**What you need to do**.
Please check three statements against the home network closet write-up below and mark each yes or no, quoting the words from the write-up that decide it: (a) The rack in the server closet is a single 30U unit. (b) Cat6 Ethernet reaches every room of the house, bathrooms included. (c) The finished setup uses 22U of the available space.

Segment Start: Document extract

As my projects have become more numerous and more complicated, the demands on my network increased.
First it was needing more ports to connect devices to, so I bought larger switches.
Then there was the problem of performance: the growing number of clients demanded a more powerful router.
Then I wanted to organize the various devices I had, especially my many raspberry pi projects, so that they weren't in such a rats nest of cables.
Then I began having concerns about security. I did not trust many of the IoT devices in my home (such as my plant watering pump), or viewed some of my projects as a substantial target for attack (such as my Dogecoin node) and so I wanted to isolate and firewall them on their own subnets.
As my projects and the size of my network grew in size and ambition, I needed to better manage all of my components, and so I bought and built a 15U rack. Over time, I even outgrew this, leading to a spaghetti of devices and their wires spilling out onto the floor of my closet.
When I finally bought and moved into my own home, I took the opportunity to design and build a more permanent, elegant solution.
The coat closet presented an ideal solution: It was centrally located and had grounded power. Most importantly, it was connected to my attic, which allowed for Ethernet cables from around the house and the sonic fiber internet line to be routed to a single hub easily. Unfortunately, I am too big to fit in my attic, but with some help I managed to route Cat6 Ethernet to every room of the house (including bathrooms) with many rooms having multiple drops. Some drops I mounted in nice plates against the wall, but given the number of drops I needed to make (over a dozen), many just came straight from the ceiling along a wall and found their way around the room via the crown molding. Cable guides hide the drops for the remainder of their path.
In the server closet, I built two identical 15U racks and stacked them on top of each other. Although a single 30U rack would have been preferable, most of them were too deep or too wide to fit inside this closet, or would leave no room to close the door to the closet when accounting for the wires connected to the front.
In order to improve their wireless performance, as well as to save space in my new rack, I decided to mount the wireless bridges / antenna systems (Lutron, Smartthings, Hue) for my various smart home devices just above the closet, and drilled a hole for power and ethernet to run through.
I decided to find a way to keep the server rack more tidy than previous iterations: using patch panels I routed all the Ethernet drops through the house, plus all the Ethernet cables for devices in the rack through the back of the rack. I could then use very short patch cables to connect those devices from the front of the patch panel where they are all neatly labeled to the network switches. This creates a very neat look and makes it easy to diagnose problems.
I also decided to clean up and label my raspberry Pi KVM system so that it would be easier to work with my various projects with a shared keyboard, monitor, and mouse (located on top of the rack).
After adding my NASs, new switches, rack mount power delivery systems, battery backups, and all the cable routing panels, I am using a total of 22Us of my 30U system. 8U should be enough for the foreseeable future, but with how aggressively I've been building, you never know.
My next steps to complete this project are to finish installing cable runners where needed, caulk the holes to the attic and through the walls to make them cleaner, and install a new ventilation system for the closet. My current plan is to cut two holes in the door for a filter and two "high static pressure" fans to pull air in through. With filtered air coming in, the positive pressure should keep dust from the attic and from under the door out.

Segment End: Document extract
Segment Start: Records supplied

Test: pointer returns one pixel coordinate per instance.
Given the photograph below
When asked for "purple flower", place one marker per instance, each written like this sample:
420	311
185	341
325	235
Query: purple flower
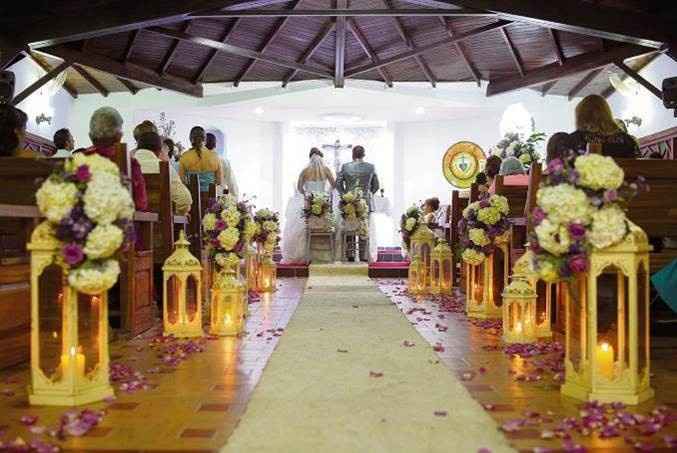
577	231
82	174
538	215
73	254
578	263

Segment End: Records supplied
Segment Start: Records supplied

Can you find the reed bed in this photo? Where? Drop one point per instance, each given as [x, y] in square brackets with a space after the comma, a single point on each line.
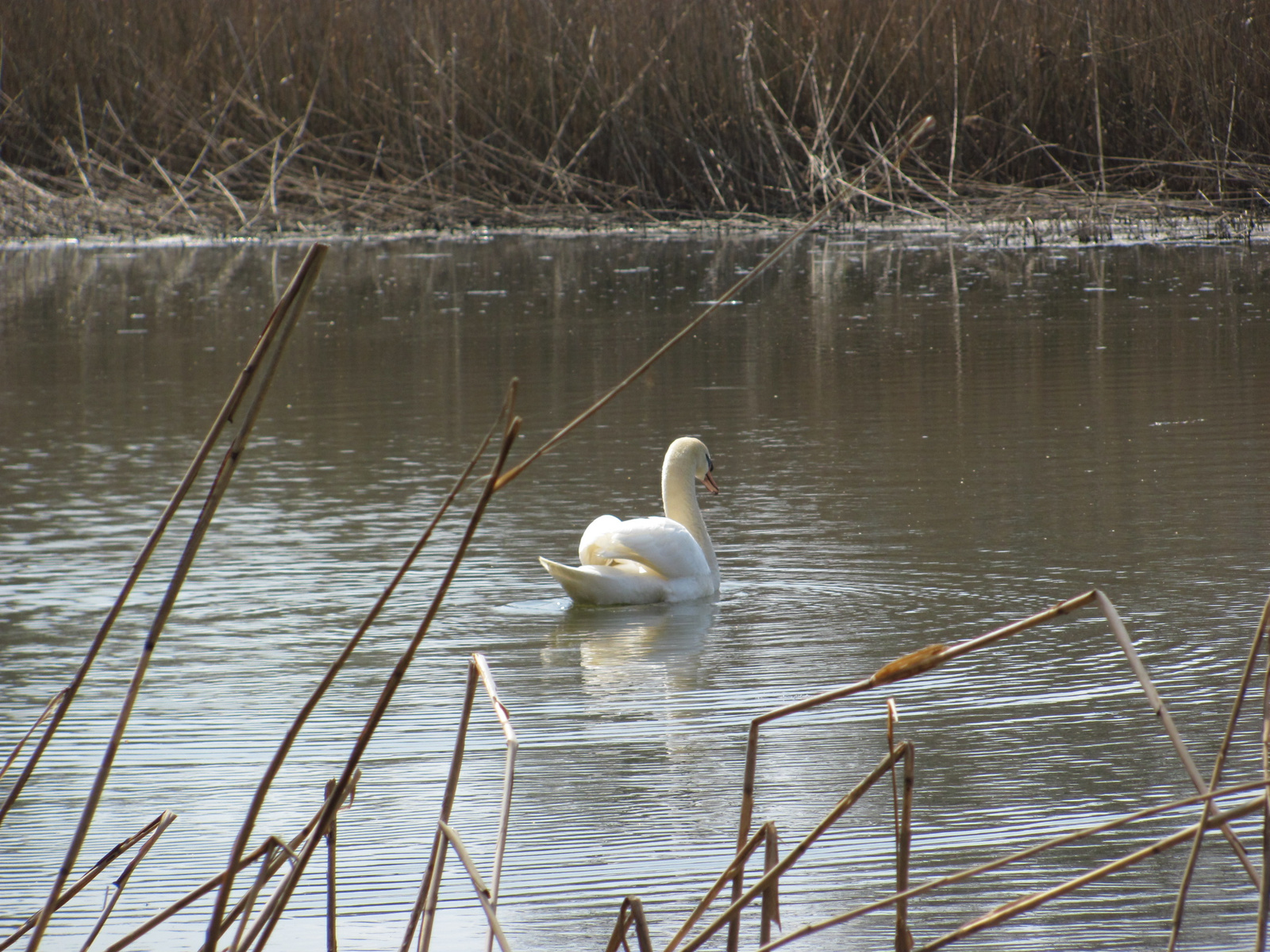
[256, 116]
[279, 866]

Segment End: Records supplied

**Answer space**.
(a) No: "I built two identical 15U racks and stacked them on top of each other."
(b) Yes: "I managed to route Cat6 Ethernet to every room of the house (including bathrooms)"
(c) Yes: "I am using a total of 22Us of my 30U system."